Exercise goal ▸
Begin at the line with "Can you find the sunglasses lens?" and output every line through the end of the records, exactly as given. Omit pictures.

----------

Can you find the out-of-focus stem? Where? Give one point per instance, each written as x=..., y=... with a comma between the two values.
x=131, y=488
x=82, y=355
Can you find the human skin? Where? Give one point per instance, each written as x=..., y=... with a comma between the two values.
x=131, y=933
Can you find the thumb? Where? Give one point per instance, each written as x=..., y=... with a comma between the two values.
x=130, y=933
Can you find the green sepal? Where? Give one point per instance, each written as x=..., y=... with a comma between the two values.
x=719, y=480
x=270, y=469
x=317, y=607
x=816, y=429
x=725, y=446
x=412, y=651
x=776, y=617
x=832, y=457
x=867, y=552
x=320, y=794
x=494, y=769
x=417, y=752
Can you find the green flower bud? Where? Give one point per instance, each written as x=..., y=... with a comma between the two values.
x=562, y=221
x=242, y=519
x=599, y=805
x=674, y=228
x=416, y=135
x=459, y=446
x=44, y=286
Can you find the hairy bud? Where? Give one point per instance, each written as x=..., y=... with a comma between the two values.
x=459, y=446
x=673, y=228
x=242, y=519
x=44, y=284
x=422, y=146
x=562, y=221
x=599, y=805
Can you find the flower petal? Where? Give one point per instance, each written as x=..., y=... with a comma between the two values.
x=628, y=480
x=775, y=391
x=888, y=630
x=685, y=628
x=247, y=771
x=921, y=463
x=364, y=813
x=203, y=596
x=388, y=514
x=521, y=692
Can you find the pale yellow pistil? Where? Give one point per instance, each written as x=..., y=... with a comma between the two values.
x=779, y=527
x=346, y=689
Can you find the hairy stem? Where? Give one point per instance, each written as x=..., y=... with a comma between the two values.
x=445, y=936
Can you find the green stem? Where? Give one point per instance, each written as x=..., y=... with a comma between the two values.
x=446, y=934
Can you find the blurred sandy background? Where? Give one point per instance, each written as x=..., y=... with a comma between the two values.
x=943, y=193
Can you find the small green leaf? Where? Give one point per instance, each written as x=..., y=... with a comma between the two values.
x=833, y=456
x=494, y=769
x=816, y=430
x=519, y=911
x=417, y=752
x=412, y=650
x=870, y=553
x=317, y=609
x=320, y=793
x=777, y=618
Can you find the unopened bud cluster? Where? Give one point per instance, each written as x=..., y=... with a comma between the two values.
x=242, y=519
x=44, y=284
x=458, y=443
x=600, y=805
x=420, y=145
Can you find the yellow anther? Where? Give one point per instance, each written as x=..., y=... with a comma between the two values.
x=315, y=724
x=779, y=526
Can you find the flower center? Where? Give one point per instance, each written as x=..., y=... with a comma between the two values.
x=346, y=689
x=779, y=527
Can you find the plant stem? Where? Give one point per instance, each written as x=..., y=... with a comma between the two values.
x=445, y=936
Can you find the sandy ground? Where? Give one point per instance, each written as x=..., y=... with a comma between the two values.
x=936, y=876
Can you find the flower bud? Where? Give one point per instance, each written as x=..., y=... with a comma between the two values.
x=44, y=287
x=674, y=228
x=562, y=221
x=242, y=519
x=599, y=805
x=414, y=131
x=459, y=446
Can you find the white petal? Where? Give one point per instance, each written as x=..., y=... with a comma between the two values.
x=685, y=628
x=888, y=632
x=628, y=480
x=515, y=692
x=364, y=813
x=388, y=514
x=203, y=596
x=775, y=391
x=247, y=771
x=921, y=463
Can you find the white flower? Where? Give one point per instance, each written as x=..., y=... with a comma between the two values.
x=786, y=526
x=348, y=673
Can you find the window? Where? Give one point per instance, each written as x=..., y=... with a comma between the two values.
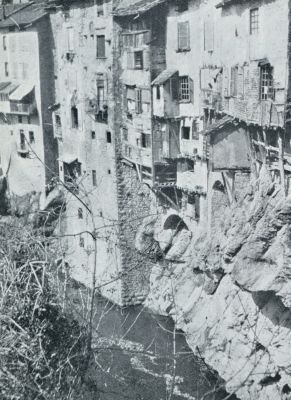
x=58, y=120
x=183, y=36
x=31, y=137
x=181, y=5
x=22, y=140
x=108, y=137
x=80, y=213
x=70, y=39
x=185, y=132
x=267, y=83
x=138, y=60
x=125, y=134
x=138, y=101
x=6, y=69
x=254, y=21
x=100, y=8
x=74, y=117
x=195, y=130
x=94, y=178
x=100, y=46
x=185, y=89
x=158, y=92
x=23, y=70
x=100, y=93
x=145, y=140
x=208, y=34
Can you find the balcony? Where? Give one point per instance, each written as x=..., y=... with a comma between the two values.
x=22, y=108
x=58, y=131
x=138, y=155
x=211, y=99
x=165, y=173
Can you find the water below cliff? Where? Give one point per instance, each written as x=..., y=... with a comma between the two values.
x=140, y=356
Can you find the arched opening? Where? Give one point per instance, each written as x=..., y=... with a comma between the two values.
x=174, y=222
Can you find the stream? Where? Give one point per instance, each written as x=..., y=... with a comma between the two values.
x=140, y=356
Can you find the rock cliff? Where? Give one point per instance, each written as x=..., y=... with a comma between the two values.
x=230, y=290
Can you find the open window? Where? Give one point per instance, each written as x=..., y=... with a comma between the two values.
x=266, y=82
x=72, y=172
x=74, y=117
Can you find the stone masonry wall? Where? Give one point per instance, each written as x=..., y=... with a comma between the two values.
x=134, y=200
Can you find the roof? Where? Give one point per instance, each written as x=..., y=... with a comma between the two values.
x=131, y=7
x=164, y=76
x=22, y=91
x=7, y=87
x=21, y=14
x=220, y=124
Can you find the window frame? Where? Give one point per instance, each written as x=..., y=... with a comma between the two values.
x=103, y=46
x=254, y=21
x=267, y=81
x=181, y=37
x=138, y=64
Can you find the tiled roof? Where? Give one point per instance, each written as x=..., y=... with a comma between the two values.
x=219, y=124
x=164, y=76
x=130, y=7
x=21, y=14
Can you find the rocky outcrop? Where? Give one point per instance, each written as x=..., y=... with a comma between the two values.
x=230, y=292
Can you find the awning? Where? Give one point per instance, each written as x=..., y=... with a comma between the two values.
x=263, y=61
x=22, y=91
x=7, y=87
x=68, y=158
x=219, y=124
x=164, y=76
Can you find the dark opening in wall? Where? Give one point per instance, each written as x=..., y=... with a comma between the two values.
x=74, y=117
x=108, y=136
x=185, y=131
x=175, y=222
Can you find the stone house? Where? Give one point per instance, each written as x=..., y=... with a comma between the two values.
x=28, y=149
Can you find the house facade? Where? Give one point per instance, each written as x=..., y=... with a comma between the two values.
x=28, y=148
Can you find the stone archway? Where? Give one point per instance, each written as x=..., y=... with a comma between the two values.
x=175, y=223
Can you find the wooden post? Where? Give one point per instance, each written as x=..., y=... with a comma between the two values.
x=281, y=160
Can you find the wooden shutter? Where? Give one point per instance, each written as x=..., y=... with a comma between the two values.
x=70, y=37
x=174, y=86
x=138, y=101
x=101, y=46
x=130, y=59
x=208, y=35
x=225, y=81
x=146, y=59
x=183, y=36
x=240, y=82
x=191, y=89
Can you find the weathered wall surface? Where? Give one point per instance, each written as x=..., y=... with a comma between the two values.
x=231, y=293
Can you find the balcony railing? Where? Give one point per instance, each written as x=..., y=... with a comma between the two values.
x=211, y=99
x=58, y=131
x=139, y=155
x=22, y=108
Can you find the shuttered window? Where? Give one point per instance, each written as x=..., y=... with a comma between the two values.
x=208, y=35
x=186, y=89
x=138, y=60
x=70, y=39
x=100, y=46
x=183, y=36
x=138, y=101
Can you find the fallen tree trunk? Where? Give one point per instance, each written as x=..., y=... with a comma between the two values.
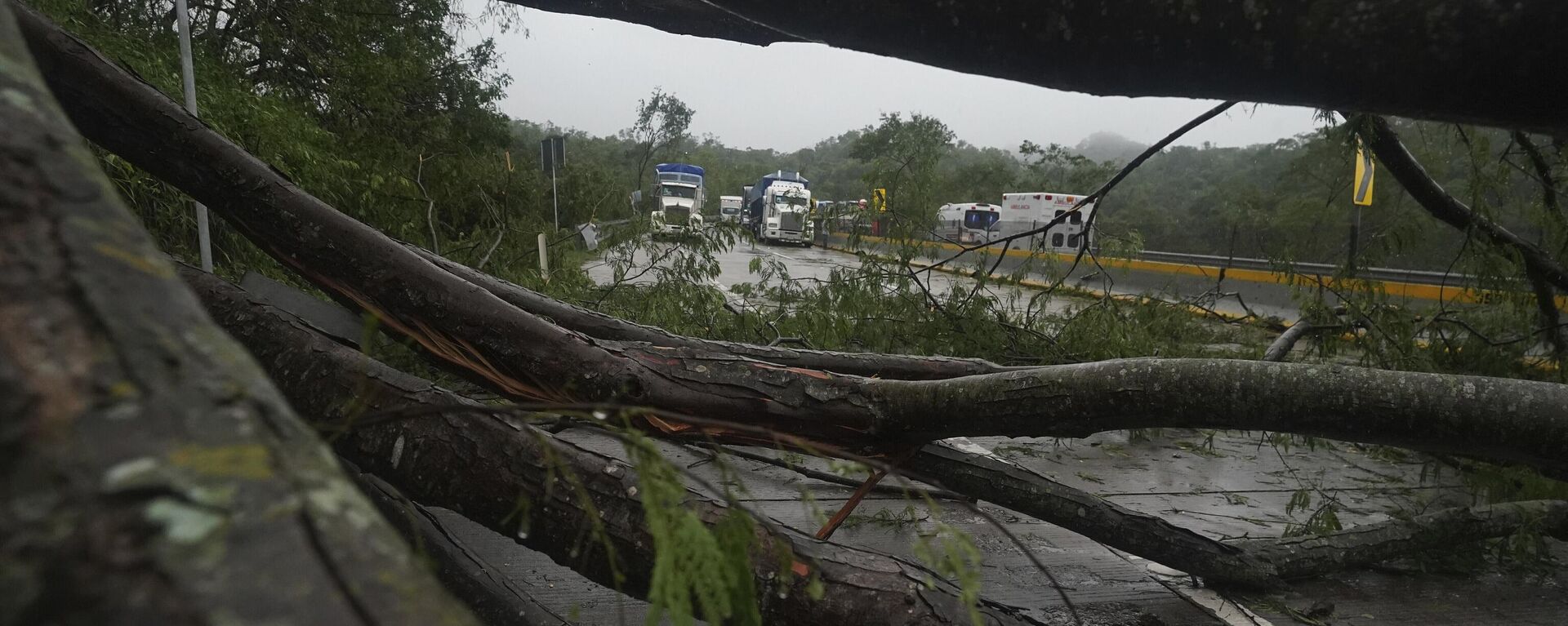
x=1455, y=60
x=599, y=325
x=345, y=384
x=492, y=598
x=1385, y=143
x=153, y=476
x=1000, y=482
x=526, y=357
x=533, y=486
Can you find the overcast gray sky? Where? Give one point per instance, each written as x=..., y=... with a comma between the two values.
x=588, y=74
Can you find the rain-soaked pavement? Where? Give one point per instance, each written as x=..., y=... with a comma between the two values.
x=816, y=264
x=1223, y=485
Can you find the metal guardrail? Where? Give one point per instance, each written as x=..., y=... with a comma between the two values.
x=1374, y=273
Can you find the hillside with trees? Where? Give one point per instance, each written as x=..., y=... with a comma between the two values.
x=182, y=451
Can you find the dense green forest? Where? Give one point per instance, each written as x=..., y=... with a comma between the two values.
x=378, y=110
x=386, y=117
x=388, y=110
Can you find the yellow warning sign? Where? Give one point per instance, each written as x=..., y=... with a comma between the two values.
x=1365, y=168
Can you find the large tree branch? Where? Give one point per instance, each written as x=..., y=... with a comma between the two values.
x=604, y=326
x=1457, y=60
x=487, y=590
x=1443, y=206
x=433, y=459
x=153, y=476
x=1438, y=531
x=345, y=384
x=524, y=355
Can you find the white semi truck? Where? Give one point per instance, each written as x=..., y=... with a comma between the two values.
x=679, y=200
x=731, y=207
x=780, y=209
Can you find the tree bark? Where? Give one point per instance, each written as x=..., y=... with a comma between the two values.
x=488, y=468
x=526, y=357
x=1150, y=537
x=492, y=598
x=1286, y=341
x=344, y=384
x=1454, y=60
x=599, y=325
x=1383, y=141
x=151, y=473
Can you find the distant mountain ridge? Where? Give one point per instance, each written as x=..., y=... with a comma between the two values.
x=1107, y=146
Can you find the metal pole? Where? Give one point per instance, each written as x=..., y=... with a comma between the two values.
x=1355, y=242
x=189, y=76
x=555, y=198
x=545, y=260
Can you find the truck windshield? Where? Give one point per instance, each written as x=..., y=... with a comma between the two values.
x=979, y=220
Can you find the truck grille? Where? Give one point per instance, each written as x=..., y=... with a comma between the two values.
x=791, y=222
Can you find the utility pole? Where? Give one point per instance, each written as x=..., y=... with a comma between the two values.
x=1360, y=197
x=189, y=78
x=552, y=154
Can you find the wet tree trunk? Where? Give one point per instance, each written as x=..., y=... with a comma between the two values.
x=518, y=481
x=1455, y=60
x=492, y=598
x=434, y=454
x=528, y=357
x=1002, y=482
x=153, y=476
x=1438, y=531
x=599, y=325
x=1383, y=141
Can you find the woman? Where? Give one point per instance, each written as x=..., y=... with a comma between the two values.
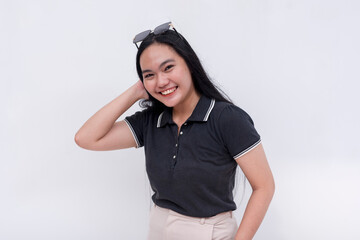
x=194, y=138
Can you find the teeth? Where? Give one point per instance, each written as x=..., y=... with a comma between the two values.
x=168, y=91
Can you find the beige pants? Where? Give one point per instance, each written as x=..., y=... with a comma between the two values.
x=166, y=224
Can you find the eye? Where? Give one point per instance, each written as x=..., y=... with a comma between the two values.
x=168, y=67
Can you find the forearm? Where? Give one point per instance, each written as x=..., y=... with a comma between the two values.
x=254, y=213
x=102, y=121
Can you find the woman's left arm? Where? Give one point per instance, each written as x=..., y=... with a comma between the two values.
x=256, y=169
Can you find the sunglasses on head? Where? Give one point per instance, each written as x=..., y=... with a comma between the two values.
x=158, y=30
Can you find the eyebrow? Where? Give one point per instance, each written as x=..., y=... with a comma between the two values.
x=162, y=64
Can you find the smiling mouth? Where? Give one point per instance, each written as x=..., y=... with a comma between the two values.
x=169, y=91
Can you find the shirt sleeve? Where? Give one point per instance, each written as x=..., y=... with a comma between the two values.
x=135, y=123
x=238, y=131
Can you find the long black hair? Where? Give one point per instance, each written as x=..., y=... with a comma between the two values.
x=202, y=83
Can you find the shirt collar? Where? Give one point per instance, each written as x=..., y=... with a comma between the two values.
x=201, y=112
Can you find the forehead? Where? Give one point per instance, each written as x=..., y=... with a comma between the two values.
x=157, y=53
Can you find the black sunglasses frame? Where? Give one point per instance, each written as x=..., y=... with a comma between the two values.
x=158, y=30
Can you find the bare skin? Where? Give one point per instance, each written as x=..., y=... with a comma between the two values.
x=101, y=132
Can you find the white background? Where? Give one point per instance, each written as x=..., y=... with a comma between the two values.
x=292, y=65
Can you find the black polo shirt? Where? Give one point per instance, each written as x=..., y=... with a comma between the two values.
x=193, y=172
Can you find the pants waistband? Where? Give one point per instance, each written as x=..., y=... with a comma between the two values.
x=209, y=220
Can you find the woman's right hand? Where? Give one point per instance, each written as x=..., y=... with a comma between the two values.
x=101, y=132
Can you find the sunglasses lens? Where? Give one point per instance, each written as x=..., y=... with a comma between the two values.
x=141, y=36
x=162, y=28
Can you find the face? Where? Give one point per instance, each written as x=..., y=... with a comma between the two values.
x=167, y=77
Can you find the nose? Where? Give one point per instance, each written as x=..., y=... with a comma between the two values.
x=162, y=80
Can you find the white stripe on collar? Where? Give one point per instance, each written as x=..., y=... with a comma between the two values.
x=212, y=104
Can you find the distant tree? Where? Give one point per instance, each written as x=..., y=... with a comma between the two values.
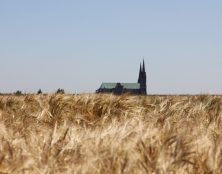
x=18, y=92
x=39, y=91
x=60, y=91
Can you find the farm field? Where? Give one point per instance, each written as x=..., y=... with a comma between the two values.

----------

Answer box ▸
Can you find the sunglasses lens? Where? Give one point per instance, each written as x=..., y=... with a comma between the two values.
x=141, y=36
x=162, y=28
Can you find the face? Where? Give one point per instance, each written as x=..., y=... with a comma between the two values.
x=167, y=77
Can you find the nose? Where? Give one point per instance, each written as x=..., y=... with a comma between the two values.
x=162, y=80
Can you find the white stripe on collar? Where? Give one point per instance, each written as x=..., y=... with a comma between the two values.
x=212, y=104
Can you find the distant tree? Where? Give one point per instance, each written as x=..., y=... with a comma between the two values.
x=18, y=92
x=39, y=91
x=60, y=91
Can you find the farm field? Where? Give one point per instance, each written as x=..., y=... with a comma between the two values.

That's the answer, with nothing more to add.